[Point-per-instance localization data]

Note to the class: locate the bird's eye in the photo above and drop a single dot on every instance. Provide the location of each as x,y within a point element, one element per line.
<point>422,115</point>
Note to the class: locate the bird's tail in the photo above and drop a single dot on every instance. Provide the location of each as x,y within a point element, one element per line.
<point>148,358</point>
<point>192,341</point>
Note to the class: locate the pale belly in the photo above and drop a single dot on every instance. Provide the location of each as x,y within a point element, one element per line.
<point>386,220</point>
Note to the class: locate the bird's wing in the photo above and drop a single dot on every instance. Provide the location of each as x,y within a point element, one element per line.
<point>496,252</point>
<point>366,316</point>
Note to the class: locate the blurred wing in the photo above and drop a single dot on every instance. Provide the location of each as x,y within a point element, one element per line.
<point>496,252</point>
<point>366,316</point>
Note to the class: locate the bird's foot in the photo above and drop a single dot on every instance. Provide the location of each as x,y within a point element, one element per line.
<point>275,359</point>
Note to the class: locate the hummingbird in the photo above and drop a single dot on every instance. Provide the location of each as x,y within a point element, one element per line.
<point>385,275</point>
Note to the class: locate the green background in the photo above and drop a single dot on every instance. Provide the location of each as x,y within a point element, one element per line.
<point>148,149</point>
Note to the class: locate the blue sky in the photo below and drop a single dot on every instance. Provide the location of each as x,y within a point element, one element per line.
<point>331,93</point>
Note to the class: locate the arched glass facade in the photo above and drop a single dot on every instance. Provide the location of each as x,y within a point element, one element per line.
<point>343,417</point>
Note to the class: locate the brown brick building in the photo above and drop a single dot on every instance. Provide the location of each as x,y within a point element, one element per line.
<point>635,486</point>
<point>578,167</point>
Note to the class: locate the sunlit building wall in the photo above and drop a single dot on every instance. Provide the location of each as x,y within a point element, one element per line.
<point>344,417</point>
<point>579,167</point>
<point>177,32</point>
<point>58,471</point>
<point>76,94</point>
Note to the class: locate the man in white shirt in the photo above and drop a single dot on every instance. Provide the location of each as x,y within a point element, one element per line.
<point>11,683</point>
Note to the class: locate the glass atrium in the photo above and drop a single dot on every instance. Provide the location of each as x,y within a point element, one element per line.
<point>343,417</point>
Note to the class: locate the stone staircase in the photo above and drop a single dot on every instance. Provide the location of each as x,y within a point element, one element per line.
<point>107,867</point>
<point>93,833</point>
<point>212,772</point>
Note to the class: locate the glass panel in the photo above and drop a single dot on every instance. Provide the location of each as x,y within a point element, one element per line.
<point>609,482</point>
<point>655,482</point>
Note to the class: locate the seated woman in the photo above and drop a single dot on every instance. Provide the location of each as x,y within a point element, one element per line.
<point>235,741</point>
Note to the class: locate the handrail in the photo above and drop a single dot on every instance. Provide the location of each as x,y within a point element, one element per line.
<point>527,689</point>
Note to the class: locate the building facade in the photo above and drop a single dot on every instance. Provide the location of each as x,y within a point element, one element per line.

What this task involves:
Beginning with the line that holds "Note to the class: locate the glass atrium", restate word for word every line down to the end of the data, and only those lines.

Response:
Note to the class: locate the glass atrium in the photo above and drop a single dot on every instance. Provide the location of each as x,y within a point element, one element per line.
<point>343,417</point>
Note to the class: locate the stone staircase in the photo above and drop a single dot on every instance. Provide the location of each as x,y within a point element, one element per line.
<point>107,867</point>
<point>93,833</point>
<point>212,772</point>
Note to the class: locate the glass panel in the photo above and drop a single dot on every instance. Provide the location of each as x,y within a point element, one element per line.
<point>609,482</point>
<point>655,482</point>
Note to the class: locate the seated woman in the photo above and drop a single dot on every instance. Provide the location of each as x,y within a point element, one element per line.
<point>235,741</point>
Note to the class: locate the handrail in the photo above and drop a single dot on every instance. Provide the location of each as x,y within a point element, one element per line.
<point>527,689</point>
Note to the class: locate the building facade in the photo above and drop a single dot on every instance. Provide the location of each as x,y within a point element, one element per line.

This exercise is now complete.